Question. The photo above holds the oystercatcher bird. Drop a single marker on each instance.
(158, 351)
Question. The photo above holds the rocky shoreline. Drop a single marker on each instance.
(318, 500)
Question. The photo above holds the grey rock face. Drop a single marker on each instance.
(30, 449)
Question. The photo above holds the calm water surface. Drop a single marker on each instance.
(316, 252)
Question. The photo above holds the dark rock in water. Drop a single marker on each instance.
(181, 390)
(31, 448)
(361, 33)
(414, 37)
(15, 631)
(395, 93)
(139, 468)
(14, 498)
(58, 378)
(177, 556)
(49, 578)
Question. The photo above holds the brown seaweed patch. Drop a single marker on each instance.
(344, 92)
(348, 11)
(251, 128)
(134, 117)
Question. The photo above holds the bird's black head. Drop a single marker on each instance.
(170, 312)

→ Requirement: Rewrite the records above, replacing "Drop a single marker" with "Place one point" wherever it occurs and leaving every other word unchanged.

→ Expected answer:
Question. The photo above holds the oystercatcher bird. Place one point on each instance.
(158, 351)
Question. The photo above holds the rocky shoreline. Place one point on each instance.
(318, 500)
Question. The photo above holds the grey rock face. Place one point on each instance.
(30, 449)
Question. The photo above holds the calm water surface. Place one point on each instance.
(316, 252)
Question. The photo above holds the dark rock in water. Place one point on each instance.
(181, 390)
(31, 448)
(361, 33)
(414, 37)
(15, 631)
(395, 93)
(139, 468)
(14, 498)
(58, 378)
(177, 556)
(49, 578)
Question. The photo above holds the brown seaweed patch. Place one point on each instance.
(344, 92)
(348, 11)
(251, 128)
(134, 117)
Question. The photo above holds the bird's black head. Place one point on each instance.
(170, 312)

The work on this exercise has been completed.